Text to read:
□ □ □ □ □ □ □

Then $\begin{matrix} H_{u} (P, R) = - \sum_{i = 1}^{n} p_{i} {log}_{2} | [x_{i}]^{R_{P}} | \\ = - \sum_{i = 1}^{n} p_{i} {log}_{2} (\sum_{j = 1}^{n} p_{j} r_{ij}), \\ H_{l} (P, R) = - \sum_{i = 1}^{n} p_{i} {log}_{2} | [x_{i}]_{R_{P}} | \\ = - \sum_{i = 1}^{n} p_{i} {log}_{2} (\sum_{j = 1}^{n} p_{i} r_{ji}) . \end{matrix}$

If $p_{1} = p_{2} = \dots = p_{n} = \frac{1}{n}$ , then $\begin{matrix} H_{u} (P, R) = - \sum_{i = 1}^{n} \frac{1}{n} {log}_{2} \frac{| [x_{i}]^{R} |}{n} = H_{u} (R), \\ H_{l} (P, R) = - \sum_{i = 1}^{n} \frac{1}{n} {log}_{2} \frac{| [x_{i}]_{R} |}{n} = H_{l} (R), \\ H (P, R) = \frac{1}{2} (H_{u} (P, R) + H_{l} (P, R)) \\ = \frac{1}{2} (H_{u} (R) + H_{l} (R)) = H (R) . \end{matrix}$

Example 3.15. (Continue to Example 2.4) $\begin{matrix} H_{u} (P, R) = - \sum_{i = 1}^{n} p_{i} {log}_{2} | [x_{i}]^{R_{P}} | \approx 2.1649, \\ H_{l} (P, R) = - \sum_{i = 1}^{n} p_{i} {log}_{2} | [x_{i}]_{R_{P}} | \approx 1.3085, \\ H (P, R) = \frac{1}{2} (H_{u} (P, R) + H_{l} (P, R)) \approx 1.7367 . \end{matrix}$

This example illustrates that H_u (P, R)≠H_l (P, R) . Thus, Definition 3.14 is reasonable.

□ □ □ □ □ □ □

Extracted records:
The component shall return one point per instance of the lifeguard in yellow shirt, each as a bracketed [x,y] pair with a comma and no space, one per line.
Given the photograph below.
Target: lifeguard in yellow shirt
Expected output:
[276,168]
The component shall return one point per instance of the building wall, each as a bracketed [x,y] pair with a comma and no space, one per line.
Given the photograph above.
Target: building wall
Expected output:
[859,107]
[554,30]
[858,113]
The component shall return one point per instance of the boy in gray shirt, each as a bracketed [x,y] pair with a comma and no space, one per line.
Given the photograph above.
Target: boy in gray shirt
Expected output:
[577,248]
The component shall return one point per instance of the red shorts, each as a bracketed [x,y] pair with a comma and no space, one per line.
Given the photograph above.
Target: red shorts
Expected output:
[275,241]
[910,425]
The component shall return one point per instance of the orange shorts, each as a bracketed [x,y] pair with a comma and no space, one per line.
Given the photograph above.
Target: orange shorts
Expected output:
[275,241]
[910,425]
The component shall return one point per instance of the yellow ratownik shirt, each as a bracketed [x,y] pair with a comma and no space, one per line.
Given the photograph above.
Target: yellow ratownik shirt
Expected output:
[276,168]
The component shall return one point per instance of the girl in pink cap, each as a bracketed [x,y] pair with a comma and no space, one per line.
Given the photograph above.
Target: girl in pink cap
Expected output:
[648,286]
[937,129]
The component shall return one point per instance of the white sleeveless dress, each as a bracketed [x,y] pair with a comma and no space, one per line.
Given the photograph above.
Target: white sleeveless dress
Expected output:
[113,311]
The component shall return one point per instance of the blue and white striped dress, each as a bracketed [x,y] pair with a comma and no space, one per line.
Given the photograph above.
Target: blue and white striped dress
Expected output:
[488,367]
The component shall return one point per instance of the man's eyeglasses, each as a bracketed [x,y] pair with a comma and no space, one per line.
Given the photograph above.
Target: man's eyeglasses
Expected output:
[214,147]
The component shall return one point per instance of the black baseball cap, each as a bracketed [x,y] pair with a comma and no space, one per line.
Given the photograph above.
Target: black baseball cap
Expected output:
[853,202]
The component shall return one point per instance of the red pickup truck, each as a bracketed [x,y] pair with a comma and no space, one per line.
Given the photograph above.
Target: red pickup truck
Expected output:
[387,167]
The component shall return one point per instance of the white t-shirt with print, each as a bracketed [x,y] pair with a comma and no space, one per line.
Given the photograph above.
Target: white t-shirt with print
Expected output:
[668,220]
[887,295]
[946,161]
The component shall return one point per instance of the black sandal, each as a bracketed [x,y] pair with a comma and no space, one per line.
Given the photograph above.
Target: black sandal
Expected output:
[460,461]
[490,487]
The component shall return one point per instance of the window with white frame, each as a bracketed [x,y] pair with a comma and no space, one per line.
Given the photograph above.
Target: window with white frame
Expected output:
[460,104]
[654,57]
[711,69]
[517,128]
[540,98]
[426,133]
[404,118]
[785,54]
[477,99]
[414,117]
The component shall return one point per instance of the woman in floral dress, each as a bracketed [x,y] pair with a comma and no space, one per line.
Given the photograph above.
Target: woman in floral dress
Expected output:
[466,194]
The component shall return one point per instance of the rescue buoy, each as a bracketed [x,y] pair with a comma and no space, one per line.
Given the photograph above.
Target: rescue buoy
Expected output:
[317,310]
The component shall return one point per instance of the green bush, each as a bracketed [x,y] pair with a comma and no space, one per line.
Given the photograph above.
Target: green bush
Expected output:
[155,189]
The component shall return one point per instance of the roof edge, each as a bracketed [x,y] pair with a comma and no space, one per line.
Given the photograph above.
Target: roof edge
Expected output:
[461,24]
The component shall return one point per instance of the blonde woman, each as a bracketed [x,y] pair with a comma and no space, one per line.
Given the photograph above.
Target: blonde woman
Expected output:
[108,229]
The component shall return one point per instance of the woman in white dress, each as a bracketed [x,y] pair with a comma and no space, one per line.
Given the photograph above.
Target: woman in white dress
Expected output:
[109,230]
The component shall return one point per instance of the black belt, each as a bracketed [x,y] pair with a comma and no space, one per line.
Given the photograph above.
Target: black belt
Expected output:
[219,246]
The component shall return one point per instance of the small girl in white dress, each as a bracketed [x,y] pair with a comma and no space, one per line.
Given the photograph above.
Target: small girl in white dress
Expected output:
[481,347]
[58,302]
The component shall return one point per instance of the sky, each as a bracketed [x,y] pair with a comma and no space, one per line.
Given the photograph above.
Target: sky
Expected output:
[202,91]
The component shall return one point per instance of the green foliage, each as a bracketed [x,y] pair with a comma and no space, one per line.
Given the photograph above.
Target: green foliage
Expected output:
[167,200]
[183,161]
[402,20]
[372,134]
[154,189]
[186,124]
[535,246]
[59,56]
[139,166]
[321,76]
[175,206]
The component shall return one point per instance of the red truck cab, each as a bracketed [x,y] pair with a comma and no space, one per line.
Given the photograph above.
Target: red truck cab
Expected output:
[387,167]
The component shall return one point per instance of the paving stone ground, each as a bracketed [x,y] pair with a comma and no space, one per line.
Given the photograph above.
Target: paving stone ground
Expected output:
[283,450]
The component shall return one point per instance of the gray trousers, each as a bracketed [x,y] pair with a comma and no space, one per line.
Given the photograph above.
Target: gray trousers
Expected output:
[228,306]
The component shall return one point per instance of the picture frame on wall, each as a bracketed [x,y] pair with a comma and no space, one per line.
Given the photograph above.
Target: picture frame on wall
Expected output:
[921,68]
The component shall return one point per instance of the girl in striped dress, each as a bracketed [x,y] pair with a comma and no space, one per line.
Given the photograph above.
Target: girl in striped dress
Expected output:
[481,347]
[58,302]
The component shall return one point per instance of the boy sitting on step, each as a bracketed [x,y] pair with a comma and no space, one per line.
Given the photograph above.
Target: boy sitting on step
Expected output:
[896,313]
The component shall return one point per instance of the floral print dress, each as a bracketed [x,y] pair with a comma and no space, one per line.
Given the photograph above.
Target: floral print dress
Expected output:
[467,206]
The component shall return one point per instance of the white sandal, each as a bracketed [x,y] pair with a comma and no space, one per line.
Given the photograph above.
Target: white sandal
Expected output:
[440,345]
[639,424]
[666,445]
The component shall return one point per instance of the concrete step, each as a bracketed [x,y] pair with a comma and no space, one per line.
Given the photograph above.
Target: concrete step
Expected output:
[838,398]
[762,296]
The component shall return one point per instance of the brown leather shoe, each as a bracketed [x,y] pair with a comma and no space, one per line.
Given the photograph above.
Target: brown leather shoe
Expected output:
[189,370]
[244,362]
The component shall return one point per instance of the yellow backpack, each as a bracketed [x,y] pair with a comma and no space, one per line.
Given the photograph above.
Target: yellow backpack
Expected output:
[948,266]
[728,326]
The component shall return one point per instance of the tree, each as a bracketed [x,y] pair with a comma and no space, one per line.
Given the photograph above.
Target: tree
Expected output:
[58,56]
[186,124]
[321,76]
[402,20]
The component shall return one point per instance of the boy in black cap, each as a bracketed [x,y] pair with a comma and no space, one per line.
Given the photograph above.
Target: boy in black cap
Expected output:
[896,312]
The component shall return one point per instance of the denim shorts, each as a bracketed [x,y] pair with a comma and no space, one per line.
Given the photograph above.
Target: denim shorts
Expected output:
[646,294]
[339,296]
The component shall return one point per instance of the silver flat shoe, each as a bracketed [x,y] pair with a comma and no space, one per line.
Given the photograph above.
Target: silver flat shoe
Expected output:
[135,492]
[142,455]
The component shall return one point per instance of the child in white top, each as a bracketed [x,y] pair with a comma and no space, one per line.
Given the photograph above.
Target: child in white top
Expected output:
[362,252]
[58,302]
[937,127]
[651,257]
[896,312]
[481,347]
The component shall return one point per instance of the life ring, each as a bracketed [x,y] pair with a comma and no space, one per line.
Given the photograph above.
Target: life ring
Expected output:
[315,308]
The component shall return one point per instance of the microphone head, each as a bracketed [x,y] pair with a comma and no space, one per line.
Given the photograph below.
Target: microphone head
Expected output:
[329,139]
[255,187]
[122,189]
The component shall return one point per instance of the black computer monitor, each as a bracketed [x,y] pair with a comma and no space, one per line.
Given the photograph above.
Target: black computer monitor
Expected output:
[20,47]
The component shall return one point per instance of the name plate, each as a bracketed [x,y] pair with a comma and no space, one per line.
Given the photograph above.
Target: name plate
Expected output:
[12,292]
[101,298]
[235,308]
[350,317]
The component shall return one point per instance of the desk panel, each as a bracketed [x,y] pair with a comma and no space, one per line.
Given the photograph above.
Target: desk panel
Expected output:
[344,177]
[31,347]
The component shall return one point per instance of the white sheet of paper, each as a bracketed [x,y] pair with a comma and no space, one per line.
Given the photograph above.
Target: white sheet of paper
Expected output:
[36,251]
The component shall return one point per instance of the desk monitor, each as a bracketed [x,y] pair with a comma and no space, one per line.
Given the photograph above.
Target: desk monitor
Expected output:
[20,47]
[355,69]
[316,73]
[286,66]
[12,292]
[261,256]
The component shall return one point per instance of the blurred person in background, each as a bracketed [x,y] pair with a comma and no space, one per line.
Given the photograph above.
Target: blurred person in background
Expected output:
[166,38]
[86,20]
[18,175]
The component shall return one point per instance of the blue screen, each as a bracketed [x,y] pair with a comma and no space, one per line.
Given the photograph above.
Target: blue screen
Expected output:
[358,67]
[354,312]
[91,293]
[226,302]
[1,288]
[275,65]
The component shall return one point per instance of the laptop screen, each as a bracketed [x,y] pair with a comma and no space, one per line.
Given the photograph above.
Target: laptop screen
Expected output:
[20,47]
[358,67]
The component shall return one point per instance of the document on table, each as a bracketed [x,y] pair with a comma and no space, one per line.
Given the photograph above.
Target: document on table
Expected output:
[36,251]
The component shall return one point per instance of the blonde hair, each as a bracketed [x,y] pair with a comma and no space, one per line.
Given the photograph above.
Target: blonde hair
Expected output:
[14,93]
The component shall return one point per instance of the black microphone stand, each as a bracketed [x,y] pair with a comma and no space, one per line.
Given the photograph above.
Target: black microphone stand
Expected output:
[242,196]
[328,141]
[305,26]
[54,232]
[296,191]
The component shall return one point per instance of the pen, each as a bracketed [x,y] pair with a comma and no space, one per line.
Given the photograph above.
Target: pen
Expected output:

□ □ □ □ □ □ □

Required actions:
[A] In the passage on entropy, what approximate value does Example 3.15 give for H(P, R)?
[B] State how many lines of the entries contain the string "step", treating uppercase and lowercase as different, and give only the number.
The passage on entropy and the entries are unrelated to each other.

Answers for the tasks:
[A] Approximately 1.7367.

[B] 4